#### [GOAL OF THE EXERCISE]
Retype all of the records below character for character, leaving out the pictures.

#### [ENTRIES SHOWN]

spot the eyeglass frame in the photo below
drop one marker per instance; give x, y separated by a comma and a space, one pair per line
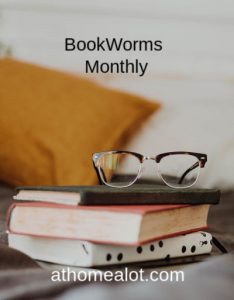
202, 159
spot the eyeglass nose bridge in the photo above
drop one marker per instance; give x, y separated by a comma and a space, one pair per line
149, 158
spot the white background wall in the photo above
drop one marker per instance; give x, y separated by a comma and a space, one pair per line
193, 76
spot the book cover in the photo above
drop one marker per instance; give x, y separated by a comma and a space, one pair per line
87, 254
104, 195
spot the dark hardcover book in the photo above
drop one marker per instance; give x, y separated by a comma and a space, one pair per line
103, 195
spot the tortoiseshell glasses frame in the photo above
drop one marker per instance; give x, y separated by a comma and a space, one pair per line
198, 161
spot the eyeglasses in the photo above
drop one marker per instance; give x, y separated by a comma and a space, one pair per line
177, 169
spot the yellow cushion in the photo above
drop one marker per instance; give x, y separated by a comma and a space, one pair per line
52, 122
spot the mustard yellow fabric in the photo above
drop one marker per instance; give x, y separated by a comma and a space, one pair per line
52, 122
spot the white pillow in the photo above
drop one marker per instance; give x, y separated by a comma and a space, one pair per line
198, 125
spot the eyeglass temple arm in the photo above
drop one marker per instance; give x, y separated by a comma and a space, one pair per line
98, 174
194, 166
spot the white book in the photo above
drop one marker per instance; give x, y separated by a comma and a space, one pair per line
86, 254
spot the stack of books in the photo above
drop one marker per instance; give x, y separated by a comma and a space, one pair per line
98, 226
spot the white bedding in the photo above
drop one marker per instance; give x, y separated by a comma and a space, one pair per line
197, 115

#### [ANSWER TO THE EXERCISE]
spot the eyeglass frame in the photo below
drop one marker per instance; give x, y separated by a comma and a space, one pair per line
202, 159
spot the eyeglass nose bridge in the photo above
drop one marker per instance; give x, y separated by a comma and a space, one pair per line
149, 158
spot the white background wall in the photo above
drop one marker per instance; give x, y separated by a comma and a space, one pair per line
193, 76
spot the book cover in the photo above
drop one marker per instance; give x, y separated by a comma and a space, one pair per line
87, 254
104, 195
spot the dark hardcover book in the photo above
drop one marker per instance; give x, y separated by a comma and a space, one pair per line
103, 195
spot the tortoiseshell glasses frame in the photo above
drop one marker per instance; give x, y separated by a comma and a space, one pair per line
198, 161
spot the eyeglasses in the photo above
drop one marker per instance; give x, y separated by a comma and a space, one pair per line
177, 169
spot the yellow cushion in the photo above
drop one marker per instance; give x, y separated by a comma and a space, one pair per line
52, 122
spot the mustard yellow fabric in the photo above
drop one marker per instance; give x, y separated by a comma and a space, one pair per line
52, 122
spot the white pillow in the photo above
drop one marker per instance; give x, y separated by a comma and a space, one pair per line
198, 125
spot the eyeglass temple arm in the photo above
drop one marker per instance; give x, y separated by a comma and a space, one pair per line
98, 174
194, 166
spot the white book in the photo above
drop one marker per instance; give x, y separated by a comma and a space, one pair per line
86, 254
spot the stack of books in the photo above
drop one marker per instance; give x, y separated by a comma and a space, one pair per line
98, 226
spot the white bedding in the photo above
drop one marker per instance; give x, y separated by a comma and a space, one pair per line
197, 115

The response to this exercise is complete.